• VORLIEGENDER TEXT:
• • • • •

Die Chansonsängerin und Moderatorin Barbara Kellerbauer präsentiert und moderiert zusammen mit Dirk Zöllner, dem Rio Reiser der DDR. Trio Bravo spielt zur Geige Tina Tandlers.Dann wird die erste Reihe der Jugendlichen namentlich präsentiert. Die Genannten stehen auf, lächeln zaghaft in die Kamera.

Die Jungfeier ist keine Erfindung der DDR, auch wenn sie dort ab 1954 als Treuegelöbnis auf den Staat praktiziert wurde, davor war sie verboten. Wer allerdings dann nicht daran teilnahm, dessen lautere „sozialistische Persönlichkeit“ stand auf dem Prüfstand. Mit Nachteilen war zu rechnen.

Historisch geht die Jugendfeier auf eine Art „Mündigkeitsfeier“ der Aufklärungsbewegung Mitte des 18. Jahrhunderts zurück. Sie sollte die „Verstandesreife“ von Töchtern und Söhnen zum Ausdruck bringen. Ein aufgeklärtes Initiationsritual. In der Weimarer Republik war die Jugendfeier das weltliche Gegenstück zu Konfirmation und Firmung bei Teilen der Arbeiterbewegung. Aufbauend auf dieser Tradition, veranstaltete während der deutschen Teilung der Humanistische Verband, damals deutscher Freidenker-Verband, Jugendfeiern im Westen.

HipHop und ein bisschen Liebe

Heute sind die Humanisten sowohl im Osten Deutschlands als auch im Westen Anbieter der Feiern. 3.300 Jugendliche nehmen dieses Jahr alleine an den Jugendfeiern des Humanistischen Verbandes im Berliner Friedrichstadtpalast teil. Über 90 Prozent von ihnen stammen aus den Ostbezirken Berlins. Insgesamt sind in Berlin und Brandenburg 12.000 Jugendliche zu den Feierlichkeiten des Verbandes angemeldet. Während im Osten Deutschlands fast die Hälfte aller Jugendlichen an den Jugendfeierlichkeiten unterschiedlicher Veranstalter teilnimmt, wird im Westen konfessionell initiiert –mit Firmung oder Konfirmation.

• • • • •

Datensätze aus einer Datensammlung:

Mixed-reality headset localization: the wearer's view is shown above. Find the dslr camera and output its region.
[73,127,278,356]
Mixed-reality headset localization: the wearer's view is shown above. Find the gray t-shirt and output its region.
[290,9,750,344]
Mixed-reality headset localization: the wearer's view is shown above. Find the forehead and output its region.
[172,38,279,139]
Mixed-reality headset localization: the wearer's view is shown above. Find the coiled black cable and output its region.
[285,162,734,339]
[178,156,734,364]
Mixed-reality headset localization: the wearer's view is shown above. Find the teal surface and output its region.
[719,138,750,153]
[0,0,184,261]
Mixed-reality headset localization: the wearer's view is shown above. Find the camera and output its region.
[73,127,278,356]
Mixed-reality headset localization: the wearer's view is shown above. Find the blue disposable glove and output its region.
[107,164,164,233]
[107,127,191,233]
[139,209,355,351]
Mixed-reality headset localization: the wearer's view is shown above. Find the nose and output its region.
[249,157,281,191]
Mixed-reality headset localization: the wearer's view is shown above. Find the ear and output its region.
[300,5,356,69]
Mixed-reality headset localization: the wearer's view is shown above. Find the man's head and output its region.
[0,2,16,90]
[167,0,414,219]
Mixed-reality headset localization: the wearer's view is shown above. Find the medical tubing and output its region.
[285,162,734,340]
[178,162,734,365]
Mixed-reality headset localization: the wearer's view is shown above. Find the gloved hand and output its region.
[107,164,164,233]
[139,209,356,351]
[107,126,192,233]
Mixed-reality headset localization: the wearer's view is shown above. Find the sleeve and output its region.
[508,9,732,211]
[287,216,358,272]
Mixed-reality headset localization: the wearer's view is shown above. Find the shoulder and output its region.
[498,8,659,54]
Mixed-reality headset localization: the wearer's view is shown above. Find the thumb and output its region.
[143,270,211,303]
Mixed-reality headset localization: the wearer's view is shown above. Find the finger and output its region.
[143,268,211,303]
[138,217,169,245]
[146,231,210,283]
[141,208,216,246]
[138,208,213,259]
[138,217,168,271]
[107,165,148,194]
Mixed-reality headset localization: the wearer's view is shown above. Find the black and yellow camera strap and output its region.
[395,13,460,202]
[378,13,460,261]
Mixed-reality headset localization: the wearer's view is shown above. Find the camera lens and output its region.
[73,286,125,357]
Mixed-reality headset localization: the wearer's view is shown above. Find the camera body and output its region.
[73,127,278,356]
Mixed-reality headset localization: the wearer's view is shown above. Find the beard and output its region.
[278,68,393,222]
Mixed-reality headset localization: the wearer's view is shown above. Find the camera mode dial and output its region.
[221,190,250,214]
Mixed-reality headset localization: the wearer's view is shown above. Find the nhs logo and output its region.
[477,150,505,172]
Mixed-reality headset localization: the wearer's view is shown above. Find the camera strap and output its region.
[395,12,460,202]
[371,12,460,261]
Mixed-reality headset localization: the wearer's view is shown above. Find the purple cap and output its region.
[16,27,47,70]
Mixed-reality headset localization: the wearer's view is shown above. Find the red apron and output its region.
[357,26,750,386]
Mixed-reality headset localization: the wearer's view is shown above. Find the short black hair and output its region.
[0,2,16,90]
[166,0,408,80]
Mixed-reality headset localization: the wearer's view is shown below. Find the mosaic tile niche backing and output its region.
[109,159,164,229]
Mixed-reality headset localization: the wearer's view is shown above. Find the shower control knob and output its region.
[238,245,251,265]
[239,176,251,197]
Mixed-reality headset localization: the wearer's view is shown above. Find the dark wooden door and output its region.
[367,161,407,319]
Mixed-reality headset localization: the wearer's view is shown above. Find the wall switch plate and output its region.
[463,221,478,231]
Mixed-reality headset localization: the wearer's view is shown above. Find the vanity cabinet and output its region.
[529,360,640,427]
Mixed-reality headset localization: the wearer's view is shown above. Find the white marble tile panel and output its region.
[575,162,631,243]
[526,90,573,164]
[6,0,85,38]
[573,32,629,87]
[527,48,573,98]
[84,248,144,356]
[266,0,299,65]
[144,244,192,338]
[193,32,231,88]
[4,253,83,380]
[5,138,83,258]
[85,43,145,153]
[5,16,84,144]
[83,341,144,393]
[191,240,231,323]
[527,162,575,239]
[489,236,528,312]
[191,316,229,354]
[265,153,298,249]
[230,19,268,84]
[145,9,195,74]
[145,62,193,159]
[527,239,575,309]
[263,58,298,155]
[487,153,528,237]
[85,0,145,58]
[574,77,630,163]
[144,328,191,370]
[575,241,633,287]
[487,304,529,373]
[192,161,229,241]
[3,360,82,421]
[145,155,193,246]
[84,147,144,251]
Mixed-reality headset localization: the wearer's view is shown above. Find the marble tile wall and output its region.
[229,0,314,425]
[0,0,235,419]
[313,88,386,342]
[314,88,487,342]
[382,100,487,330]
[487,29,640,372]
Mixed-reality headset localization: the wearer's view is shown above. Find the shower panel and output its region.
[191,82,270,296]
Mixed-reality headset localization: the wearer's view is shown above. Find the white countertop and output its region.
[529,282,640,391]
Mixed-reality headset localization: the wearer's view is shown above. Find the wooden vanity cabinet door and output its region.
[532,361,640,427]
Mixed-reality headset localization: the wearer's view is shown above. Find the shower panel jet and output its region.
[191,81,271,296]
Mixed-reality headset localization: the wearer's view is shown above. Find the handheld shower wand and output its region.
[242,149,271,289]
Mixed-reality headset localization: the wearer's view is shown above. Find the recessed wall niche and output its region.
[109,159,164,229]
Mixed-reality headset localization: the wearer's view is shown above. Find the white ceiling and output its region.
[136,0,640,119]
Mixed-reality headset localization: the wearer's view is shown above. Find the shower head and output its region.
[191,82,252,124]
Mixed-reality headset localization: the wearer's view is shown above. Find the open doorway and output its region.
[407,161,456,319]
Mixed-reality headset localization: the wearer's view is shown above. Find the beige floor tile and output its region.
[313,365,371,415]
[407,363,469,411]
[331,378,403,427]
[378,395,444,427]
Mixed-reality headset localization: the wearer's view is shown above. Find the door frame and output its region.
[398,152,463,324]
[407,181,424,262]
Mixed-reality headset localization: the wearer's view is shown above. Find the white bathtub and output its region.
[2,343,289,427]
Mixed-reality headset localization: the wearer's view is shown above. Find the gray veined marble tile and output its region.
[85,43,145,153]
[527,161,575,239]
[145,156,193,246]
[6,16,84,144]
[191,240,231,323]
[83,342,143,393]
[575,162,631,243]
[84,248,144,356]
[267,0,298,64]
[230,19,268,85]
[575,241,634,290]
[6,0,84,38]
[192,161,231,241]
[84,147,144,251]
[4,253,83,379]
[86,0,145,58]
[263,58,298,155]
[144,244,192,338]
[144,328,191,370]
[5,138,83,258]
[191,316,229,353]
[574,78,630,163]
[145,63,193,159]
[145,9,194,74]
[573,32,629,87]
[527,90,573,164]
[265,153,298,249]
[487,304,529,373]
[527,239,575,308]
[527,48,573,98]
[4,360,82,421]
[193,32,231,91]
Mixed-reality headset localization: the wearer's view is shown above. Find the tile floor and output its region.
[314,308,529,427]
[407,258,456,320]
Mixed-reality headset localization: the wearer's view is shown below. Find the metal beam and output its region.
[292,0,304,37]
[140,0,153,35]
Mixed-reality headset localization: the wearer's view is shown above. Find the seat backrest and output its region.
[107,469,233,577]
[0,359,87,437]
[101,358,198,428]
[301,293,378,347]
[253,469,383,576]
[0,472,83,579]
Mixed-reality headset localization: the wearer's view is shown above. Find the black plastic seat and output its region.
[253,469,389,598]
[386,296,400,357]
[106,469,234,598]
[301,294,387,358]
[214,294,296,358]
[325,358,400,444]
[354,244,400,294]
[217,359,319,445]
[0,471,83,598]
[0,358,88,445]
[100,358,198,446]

• • • • •

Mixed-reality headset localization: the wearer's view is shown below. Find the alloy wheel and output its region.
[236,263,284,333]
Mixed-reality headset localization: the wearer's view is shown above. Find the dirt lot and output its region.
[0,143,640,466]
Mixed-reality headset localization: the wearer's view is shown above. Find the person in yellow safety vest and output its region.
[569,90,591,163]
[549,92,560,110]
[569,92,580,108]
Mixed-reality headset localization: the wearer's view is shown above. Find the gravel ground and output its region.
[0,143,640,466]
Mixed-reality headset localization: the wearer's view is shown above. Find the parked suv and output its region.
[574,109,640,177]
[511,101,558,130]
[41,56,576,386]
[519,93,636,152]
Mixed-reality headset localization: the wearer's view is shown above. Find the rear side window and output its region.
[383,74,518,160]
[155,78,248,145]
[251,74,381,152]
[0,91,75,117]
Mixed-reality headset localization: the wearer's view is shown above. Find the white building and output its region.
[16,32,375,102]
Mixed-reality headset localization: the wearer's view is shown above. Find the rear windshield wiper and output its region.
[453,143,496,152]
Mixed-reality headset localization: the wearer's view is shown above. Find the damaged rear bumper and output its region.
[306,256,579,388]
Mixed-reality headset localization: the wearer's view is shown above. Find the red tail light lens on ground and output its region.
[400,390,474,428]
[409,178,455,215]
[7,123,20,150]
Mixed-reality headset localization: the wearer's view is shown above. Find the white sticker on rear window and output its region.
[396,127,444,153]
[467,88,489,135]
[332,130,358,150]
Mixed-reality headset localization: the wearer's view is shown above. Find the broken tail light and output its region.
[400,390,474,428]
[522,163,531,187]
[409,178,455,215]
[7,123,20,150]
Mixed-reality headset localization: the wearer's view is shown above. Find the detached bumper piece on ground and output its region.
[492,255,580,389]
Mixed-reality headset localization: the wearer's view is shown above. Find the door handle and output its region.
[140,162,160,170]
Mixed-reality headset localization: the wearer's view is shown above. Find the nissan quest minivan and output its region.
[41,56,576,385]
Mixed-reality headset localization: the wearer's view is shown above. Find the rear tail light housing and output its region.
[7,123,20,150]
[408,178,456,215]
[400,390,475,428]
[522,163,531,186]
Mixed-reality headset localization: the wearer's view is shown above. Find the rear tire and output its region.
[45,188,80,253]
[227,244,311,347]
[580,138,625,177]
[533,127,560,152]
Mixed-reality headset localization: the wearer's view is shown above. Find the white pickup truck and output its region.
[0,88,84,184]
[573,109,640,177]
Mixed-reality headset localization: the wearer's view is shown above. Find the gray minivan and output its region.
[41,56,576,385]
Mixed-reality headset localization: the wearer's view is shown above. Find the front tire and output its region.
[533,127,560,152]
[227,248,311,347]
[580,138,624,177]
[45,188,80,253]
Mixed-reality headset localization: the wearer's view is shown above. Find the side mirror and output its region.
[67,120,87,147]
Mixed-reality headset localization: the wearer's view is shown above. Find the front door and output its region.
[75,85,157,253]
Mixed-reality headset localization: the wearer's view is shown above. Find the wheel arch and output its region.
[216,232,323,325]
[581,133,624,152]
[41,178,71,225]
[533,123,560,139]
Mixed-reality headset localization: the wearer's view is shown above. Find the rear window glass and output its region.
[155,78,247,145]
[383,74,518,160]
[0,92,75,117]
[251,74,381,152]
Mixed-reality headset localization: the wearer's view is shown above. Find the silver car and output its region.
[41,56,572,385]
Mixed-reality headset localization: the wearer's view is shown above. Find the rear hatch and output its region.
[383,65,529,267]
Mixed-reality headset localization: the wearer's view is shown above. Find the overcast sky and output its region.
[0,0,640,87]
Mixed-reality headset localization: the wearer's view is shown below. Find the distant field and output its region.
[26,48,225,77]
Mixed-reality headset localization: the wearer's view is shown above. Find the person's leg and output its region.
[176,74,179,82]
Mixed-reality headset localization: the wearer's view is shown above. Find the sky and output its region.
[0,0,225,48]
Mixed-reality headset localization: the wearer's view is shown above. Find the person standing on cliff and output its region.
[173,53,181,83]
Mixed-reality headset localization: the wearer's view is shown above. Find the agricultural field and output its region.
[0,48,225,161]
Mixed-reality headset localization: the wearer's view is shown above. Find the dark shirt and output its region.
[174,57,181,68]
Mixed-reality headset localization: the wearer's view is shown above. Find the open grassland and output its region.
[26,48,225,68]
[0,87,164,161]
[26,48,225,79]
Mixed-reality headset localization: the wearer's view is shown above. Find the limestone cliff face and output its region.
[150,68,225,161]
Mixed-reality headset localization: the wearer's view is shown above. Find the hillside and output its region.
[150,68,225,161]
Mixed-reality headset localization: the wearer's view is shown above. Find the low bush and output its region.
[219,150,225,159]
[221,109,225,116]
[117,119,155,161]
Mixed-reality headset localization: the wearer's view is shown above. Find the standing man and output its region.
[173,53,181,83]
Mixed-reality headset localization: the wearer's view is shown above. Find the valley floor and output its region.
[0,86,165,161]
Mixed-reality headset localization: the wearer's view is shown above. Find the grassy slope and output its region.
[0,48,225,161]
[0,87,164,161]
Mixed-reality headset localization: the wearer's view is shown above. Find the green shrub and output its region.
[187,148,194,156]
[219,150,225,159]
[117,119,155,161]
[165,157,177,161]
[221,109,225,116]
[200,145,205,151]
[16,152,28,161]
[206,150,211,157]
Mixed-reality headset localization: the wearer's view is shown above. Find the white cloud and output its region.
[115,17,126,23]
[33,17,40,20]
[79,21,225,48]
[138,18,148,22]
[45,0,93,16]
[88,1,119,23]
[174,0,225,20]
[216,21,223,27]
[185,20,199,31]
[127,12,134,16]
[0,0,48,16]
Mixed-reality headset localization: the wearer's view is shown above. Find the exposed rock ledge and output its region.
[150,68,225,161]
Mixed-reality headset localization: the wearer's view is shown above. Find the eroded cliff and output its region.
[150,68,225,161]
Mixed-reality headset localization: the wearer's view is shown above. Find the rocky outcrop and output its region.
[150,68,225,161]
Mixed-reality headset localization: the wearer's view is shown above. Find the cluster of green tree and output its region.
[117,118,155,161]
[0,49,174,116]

• • • • •

• DIE AUFGABE: Kannst du den Abschnitt des Texts zur Jugendfeier neu schreiben, der bei "Die Jungfeier ist" beginnt und bei "war zu rechnen." endet, und dabei "Treuegelöbnis" durch "Gelöbnis" ersetzen? Die Auflistung spielt hierfür keine Rolle.

• ERLEDIGTE AUFGABE:
Die Jungfeier ist keine Erfindung der DDR, auch wenn sie dort ab 1954 als Gelöbnis auf den Staat praktiziert wurde, davor war sie verboten. Wer allerdings dann nicht daran teilnahm, dessen lautere „sozialistische Persönlichkeit“ stand auf dem Prüfstand. Mit Nachteilen war zu rechnen.